WRITTEN PROBLEM A: From the forum thread on cement gravel below, return the passage between "id sugest googleing" and "I was wondering.", inclusive, word for word.

TEXT TO READ:
# Cement Gravel at Home Depot



## riggles17 (Jan 4, 2011)

Hey everyone, so I'm looking for gravel for my tank. In the cement aisle at Home Depot where the parging, cement, play sand etc. is they have 3/4" cement gravel which is used for the weeping tile I believe. Is the cement gravel cool for a fish tank?


----------



## Somker (Aug 1, 2012)

id sugest googleing it. i no that you can DIY reef rock using portland cement. as long as its curied properly


----------



## riggles17 (Jan 4, 2011)

It's freshwater so that's why I was wondering.


----------



## Somker (Aug 1, 2012)

i dont see why it would be a problem. iv used rock from Marmora ontario in my freshwater. and river rock gravel. just sit it in viniger for a couple days then fresh water for a little bit and it should be good to go.


----------



## BillD (Jun 5, 2006)

The stones are two big for aquarium use as food and such will sink beneath it.You would want 1/8" or smaller.


----------



## Somker (Aug 1, 2012)

that makes alot of sense. you dont want food settling to the bottom were it will cause a nitrate spike.


----------



## bob123 (Dec 31, 2009)

Check to see if the stone is limestone, which could change the ph of your water and may not be acceptable to the fish your keeping.


----------



## Somker (Aug 1, 2012)

would curing limstone not change that.


----------



## Fishfur (Mar 4, 2012)

If it's limestone, which is very, very common in Ontario, it will leach calcium constantly into the water and affect your water chemistry. Vinegar does work, but it's slow to act on some rocks.. I've had a few that did not react to vinegar, but they did react to CLR. So I prefer to use CLR because it's a stronger acid.

Drip a little CLR onto the rock or stone you want to test, or put a bit in a bowl and put the rock in the bowl. If you get foaming or bubbles, it's got a lot of calcium in it and is probably a limestone. It's not suitable for most FW tanks, with the exception of those for cichlids who need very hard water. Btw, marble is also a form of limestone. So marble chips sold for landscaping are not useful for a general substrate either. I've even tested a few different sands, the ones for mixing with concrete, using CLR and so far, all of them have foamed up like crazy, meaning they are full of calcium. The one sand I've yet to test is the stuff they sell for play sand.. don't know if it's calcium based or not. But five different sources I tried around the GTA, for coarse builders or concrete sand, all tested pretty high for calcium. Might be handy for my brackish tank when I get it set up, but no good for planted tanks or most FW fish.

RECORDED INFORMATION:

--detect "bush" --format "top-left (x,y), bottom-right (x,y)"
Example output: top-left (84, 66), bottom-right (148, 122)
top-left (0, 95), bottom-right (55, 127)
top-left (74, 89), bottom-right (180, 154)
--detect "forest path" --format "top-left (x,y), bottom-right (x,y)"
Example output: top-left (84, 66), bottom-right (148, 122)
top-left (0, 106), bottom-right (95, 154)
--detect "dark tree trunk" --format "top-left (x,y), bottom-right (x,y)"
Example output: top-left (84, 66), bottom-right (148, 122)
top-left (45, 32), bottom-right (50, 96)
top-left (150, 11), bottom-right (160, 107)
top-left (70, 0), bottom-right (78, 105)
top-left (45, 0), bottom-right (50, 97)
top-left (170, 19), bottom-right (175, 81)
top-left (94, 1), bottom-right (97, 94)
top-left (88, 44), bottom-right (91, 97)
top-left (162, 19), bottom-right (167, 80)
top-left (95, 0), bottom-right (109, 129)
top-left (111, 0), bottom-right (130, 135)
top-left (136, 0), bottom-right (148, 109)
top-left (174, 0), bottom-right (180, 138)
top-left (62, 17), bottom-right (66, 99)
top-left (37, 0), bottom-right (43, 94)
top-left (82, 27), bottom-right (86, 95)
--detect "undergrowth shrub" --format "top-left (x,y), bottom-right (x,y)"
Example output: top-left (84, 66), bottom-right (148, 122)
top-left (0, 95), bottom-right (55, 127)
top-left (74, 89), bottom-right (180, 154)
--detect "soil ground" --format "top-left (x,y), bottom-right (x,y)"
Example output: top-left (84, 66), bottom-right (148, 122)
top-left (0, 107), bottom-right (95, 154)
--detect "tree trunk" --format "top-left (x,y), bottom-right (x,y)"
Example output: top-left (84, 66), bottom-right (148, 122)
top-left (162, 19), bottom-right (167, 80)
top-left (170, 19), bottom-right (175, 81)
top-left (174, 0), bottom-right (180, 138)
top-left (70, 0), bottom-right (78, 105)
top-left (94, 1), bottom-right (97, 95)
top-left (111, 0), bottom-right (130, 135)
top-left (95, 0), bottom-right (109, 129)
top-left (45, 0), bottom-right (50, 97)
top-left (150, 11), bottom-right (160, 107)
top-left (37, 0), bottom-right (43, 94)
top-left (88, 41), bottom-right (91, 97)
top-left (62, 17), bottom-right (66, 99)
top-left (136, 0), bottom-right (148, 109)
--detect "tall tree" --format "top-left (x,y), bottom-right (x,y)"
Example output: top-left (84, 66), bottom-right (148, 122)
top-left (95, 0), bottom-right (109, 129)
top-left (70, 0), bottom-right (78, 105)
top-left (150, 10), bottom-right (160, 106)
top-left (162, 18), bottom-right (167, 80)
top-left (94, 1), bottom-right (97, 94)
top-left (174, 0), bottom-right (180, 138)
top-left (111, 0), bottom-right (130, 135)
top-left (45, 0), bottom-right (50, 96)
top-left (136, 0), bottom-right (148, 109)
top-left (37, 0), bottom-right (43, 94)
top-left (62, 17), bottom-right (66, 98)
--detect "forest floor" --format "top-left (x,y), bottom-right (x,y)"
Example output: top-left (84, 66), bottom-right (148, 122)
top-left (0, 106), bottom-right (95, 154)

WRITTEN PROBLEM B: Give only the number of lines in the records above that contain the string "forest".

RIGHT ANSWER A:
id sugest googleing it. i no that you can DIY reef rock using portland cement. as long as its curied properly


----------



## riggles17 (Jan 4, 2011)

It's freshwater so that's why I was wondering.

RIGHT ANSWER B: 2